- [PROMPT]
Repeat the listing in full, exactly as it stands.

- [RAW RECORDS]
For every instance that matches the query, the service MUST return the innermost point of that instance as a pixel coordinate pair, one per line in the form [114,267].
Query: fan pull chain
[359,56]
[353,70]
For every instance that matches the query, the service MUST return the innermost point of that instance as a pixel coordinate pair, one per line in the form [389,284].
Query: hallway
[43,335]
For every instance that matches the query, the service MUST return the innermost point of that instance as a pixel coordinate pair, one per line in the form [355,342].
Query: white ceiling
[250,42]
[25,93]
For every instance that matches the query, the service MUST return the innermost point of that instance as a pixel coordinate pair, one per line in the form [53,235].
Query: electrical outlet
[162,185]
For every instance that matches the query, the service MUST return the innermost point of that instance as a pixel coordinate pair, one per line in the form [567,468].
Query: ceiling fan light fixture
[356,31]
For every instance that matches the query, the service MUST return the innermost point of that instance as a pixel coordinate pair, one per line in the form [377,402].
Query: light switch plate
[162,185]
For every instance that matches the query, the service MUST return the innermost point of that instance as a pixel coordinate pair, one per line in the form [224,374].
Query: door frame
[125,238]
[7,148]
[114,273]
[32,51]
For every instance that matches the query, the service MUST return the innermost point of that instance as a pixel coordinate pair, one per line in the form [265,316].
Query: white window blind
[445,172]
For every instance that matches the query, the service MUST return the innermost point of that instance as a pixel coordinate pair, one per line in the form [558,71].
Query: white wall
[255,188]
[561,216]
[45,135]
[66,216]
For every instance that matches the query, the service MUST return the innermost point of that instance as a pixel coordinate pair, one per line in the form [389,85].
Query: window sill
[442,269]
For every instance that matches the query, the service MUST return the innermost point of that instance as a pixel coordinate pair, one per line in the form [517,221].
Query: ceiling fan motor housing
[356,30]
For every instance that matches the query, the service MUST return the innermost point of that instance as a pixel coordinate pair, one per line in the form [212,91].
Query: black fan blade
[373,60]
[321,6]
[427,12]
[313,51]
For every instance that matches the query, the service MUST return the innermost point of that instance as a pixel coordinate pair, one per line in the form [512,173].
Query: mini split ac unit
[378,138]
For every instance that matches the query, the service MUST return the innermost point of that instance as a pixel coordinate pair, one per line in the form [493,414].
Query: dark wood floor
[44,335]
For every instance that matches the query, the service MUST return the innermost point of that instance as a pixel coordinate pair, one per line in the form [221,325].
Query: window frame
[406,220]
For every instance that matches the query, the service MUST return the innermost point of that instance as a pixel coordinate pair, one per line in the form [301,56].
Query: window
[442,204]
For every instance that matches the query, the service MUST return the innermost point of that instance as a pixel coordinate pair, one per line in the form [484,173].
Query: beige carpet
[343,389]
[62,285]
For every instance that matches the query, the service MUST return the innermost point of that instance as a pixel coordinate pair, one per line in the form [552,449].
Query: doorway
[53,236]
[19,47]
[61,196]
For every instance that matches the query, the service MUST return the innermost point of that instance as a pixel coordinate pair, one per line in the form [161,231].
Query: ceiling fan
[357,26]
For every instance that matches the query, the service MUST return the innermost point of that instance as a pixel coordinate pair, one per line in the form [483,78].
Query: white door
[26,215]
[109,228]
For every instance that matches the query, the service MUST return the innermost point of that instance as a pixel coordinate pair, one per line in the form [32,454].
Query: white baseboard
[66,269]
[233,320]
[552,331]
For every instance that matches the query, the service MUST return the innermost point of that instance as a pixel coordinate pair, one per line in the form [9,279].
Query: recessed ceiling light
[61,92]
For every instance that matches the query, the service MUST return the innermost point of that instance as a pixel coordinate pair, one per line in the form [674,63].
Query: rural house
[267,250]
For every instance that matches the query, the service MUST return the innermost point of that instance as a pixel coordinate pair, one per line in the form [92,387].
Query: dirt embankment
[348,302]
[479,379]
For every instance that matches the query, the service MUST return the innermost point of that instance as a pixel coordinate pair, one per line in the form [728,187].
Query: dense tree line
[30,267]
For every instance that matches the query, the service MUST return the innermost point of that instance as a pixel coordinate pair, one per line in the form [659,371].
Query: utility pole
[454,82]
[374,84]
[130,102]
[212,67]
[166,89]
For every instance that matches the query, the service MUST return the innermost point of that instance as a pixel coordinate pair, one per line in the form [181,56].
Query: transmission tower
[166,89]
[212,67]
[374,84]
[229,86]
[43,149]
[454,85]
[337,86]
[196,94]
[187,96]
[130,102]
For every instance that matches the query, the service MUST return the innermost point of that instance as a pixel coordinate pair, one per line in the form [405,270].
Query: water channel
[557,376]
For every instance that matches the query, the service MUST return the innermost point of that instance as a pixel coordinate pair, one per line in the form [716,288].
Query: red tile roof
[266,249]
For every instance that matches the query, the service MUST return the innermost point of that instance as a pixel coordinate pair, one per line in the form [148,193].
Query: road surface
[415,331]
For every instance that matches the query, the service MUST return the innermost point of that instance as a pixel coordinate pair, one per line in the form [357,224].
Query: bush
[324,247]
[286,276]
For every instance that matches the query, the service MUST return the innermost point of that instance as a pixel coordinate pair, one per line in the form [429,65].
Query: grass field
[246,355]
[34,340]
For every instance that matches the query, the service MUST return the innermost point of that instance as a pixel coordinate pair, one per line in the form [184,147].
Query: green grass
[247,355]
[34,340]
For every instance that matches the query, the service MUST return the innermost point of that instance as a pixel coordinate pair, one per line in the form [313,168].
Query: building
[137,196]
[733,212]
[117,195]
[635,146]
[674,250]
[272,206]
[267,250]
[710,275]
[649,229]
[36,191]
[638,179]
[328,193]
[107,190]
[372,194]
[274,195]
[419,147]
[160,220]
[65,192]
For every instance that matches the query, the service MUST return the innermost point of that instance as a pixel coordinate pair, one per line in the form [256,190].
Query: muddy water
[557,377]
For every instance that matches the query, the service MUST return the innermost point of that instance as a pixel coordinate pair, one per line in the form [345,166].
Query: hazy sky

- [OUTPUT OF THE TASK]
For every instance that matches the query, the service MUST return the innermost point of that instance as a pixel coordinate pair, one per line in the form [114,267].
Query: fan pull chain
[359,56]
[353,70]
For every instance that matches the query, the service MUST return the innermost point of that instance as a pixel coordinate pair, one per line in the form [389,284].
Query: hallway
[43,335]
For every instance that matches the query, the service MUST return the innermost point of that instance as a pixel coordinate pair, one per line in the form [355,342].
Query: white ceiling
[250,42]
[25,93]
For every instance that matches the query, the service MUST return the innermost point of that instance as a pixel coordinate pair, one per line in the form [53,235].
Query: electrical outlet
[162,185]
For every instance that matches the query, the service MUST return the innermost point of that instance as a pixel coordinate pair, one per line in the form [567,468].
Query: ceiling fan light fixture
[356,31]
For every instance that matches the query, the service MUST return the innermost point of that instance as a pixel coordinate pair, one per line in the form [377,402].
Query: light switch plate
[162,185]
For every instance that matches the query, the service MUST return the innermost point of that instance as a pixel coordinate pair, one per line in the form [224,374].
Query: door frame
[125,238]
[7,148]
[114,273]
[32,51]
For every instance that matches the query, the service MUST return the innermost point of that instance as a pixel coordinate pair, one per line in the form [265,316].
Query: white window blind
[445,172]
For every instance that matches the query, the service MUST return the innermost point of that instance as a pixel coordinate pair, one per line in the form [558,71].
Query: white wall
[255,188]
[561,216]
[45,135]
[66,216]
For every instance that matches the query, the service MUST return the innermost point of that instance as a pixel coordinate pair, one per line in the form [389,85].
Query: window sill
[442,269]
For every instance that matches the query, the service MUST return the innermost point of that instance as a pixel coordinate pair, one per line in the form [517,221].
Query: ceiling fan motor housing
[356,30]
For every instance that matches the query, the service MUST return the innermost point of that instance as a pixel coordinate pair, one per line in the form [212,91].
Query: black fan blade
[373,60]
[321,6]
[427,12]
[313,51]
For every instance that matches the query, the service MUST return the innermost point of that instance as a pixel coordinate pair, one per line in the form [512,173].
Query: mini split ac unit
[378,138]
For every instance that matches the query, the service MUST return the innermost point of that instance as a pixel coordinate pair, one per line in the form [493,414].
Query: dark wood floor
[44,335]
For every instance that matches the query, the service MUST return the innermost point of that instance as a pixel coordinate pair, one per line in the form [221,325].
Query: window frame
[406,220]
For every instance that matches the query, the service MUST return the innermost point of that instance as a pixel coordinate pair, one per line in the form [301,56].
Query: window
[442,204]
For every instance that matches the query, the service MUST return the innermost point of that instance as a pixel coordinate pair, one per line in the form [484,173].
Query: beige carpet
[343,389]
[62,285]
For every instance that matches the query, the service MUST return the innermost point of that instance as a pixel coordinate pair, one per line in the form [552,449].
Query: doorway
[53,236]
[19,47]
[61,196]
For every instance that matches the query, the service MUST return the innermost point of that instance as a pixel coordinate pair, one per line in the form [161,231].
Query: ceiling fan
[357,26]
For every instance that matches the query, the service MUST return the innermost point of that instance as a pixel coordinate pair, one per line in the form [483,78].
Query: white door
[26,215]
[109,228]
For every instance that matches the query, the service MUST return the innermost point of that instance as a pixel coordinate pair, one per line in the form [32,454].
Query: white baseboard
[66,269]
[233,320]
[552,331]
For every instance that matches the query, the service MUST return the innermost point of that instance as a pixel coordinate pair, one per line in the form [9,279].
Query: recessed ceiling light
[61,92]
For every instance that matches the query, the service MUST return the innermost point of that instance as a pixel coordinate pair, one per line in the form [674,63].
Query: rural house
[267,250]
For every instance that matches the query, the service MUST return the innermost point of that instance as a pixel coordinate pair, one per line in the form [92,387].
Query: dirt embankment
[348,302]
[479,379]
For every instance that matches the query, the service MUST return the innermost point of that instance as a pixel coordinate pair, one per line in the form [728,187].
Query: dense tree line
[30,267]
For every instance that matches the query, the service MUST return the innermost point of that instance as a pixel coordinate pair, one per line in the form [659,371].
Query: utility pole
[454,82]
[374,84]
[130,102]
[212,67]
[166,89]
For every instance that matches the query, the service MUST return the innermost point of that instance as a pixel coordinate pair, one per line in the form [181,56].
Query: transmission tower
[166,89]
[212,67]
[374,84]
[229,86]
[43,149]
[454,85]
[337,86]
[196,94]
[187,96]
[130,102]
For every instance that matches the query, the service MUST return the innermost point of that instance as a pixel coordinate pair, one per line in the form [405,270].
Query: water channel
[557,376]
For every instance that matches the query, the service MUST return the innermost point of that instance as a pixel coordinate pair, one per line in the form [716,288].
Query: red tile roof
[266,249]
For every instance that matches the query, the service MUST return the innermost point of that instance as a pixel coordinate pair, one per line in the form [148,193].
Query: road surface
[415,331]
For every instance that matches the query, the service MUST return the innermost point of that instance as a pixel coordinate pair, one per line in the form [357,224].
Query: bush
[324,247]
[286,276]
For every instance that matches the query, the service MUST return the innermost point of that instance as a pixel coordinate pair, one per line in the form [429,65].
Query: grass field
[246,355]
[34,340]
For every instance that matches the query, the service MUST return the innermost point of that instance as a pixel coordinate pair, one per line in the form [184,147].
Query: green grass
[247,355]
[34,340]
For every instance that matches the query, the service MUST return the innermost point of that instance as a pixel coordinate pair, one per line in the form [313,168].
Query: building
[137,196]
[733,212]
[117,195]
[635,146]
[674,250]
[272,206]
[267,250]
[710,275]
[649,229]
[36,191]
[638,179]
[328,193]
[107,190]
[372,194]
[274,195]
[419,147]
[160,220]
[65,192]
For every instance that matches the query, the service MUST return the innermost point of that instance as a pixel coordinate pair, one per line in the form [256,190].
Query: muddy water
[557,377]
For every instance that matches the query, the service MUST return the innermost point of that instance as a pixel coordinate pair, one per line in the form [345,166].
Query: hazy sky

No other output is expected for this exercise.